>> begin

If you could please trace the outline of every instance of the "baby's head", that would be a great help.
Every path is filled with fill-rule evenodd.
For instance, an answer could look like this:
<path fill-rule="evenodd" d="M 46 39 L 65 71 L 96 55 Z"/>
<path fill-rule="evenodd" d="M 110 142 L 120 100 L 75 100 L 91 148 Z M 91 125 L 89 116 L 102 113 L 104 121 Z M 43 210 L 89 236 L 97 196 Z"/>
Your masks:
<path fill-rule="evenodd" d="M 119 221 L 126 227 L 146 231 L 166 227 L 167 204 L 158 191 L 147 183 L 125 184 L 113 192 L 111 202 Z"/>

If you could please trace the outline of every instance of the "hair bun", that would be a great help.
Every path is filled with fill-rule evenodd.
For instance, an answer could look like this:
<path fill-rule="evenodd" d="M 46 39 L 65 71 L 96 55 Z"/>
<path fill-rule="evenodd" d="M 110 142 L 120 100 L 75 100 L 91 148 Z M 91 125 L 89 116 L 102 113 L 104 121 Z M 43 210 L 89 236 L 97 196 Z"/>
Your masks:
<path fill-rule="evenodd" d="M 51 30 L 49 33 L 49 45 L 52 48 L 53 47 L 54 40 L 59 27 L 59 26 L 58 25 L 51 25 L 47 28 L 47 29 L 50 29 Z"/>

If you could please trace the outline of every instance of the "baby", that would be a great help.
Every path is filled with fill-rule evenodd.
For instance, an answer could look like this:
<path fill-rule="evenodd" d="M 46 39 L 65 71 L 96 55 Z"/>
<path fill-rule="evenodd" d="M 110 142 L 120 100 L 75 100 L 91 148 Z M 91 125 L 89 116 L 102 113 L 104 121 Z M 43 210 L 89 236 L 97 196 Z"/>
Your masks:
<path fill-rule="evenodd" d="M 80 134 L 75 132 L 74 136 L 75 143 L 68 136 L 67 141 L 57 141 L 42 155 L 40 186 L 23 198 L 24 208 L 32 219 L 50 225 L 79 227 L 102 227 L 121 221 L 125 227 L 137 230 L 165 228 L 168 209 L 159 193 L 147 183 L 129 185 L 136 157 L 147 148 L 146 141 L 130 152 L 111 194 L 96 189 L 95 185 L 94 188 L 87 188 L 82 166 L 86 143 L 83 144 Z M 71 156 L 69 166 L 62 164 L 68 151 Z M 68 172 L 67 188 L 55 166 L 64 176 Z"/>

>> end

Please copy everything from the start of the listing down to the line containing "119 221 L 126", swapping "baby's head" for "infant's head" and leaving the rest unchanged.

• FINISHED TASK
If you could please trace the outline of every instance of the "infant's head", that would be a great help.
Every path is filled with fill-rule evenodd.
For instance, an answer could look like this:
<path fill-rule="evenodd" d="M 46 39 L 65 71 L 96 55 Z"/>
<path fill-rule="evenodd" d="M 110 142 L 120 100 L 75 100 L 91 148 Z M 91 125 L 89 116 L 102 113 L 104 121 Z M 43 210 L 89 236 L 97 196 Z"/>
Your masks:
<path fill-rule="evenodd" d="M 119 221 L 126 227 L 146 231 L 166 227 L 167 204 L 158 191 L 147 183 L 125 184 L 113 192 L 111 202 Z"/>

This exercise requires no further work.